■ Task to carry out: One number is all that is asked for: the number of lines below that hold the string "house".

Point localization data
::::::::
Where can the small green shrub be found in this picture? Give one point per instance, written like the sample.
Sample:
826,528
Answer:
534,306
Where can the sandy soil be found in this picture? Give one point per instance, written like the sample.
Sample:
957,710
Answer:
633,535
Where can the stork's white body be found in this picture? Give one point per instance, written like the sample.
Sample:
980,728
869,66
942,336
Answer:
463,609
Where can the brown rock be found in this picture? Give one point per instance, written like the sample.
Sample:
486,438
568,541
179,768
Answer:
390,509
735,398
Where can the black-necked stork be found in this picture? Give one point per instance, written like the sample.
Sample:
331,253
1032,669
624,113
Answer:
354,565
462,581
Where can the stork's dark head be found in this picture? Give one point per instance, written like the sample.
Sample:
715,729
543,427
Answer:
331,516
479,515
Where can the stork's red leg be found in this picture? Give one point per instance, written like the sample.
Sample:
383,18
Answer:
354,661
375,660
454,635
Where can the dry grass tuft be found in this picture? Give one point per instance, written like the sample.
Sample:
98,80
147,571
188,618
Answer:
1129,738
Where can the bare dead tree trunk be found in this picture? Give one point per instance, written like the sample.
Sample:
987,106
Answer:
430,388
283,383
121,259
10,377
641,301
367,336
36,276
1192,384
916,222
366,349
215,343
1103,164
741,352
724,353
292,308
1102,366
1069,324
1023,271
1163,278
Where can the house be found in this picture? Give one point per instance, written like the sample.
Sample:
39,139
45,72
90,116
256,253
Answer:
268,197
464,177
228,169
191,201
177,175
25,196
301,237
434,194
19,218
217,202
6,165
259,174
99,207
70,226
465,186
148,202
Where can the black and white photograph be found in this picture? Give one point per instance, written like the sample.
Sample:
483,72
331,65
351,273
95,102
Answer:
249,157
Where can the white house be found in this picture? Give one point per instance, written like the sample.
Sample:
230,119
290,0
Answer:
::::::::
■ Result of this task: 2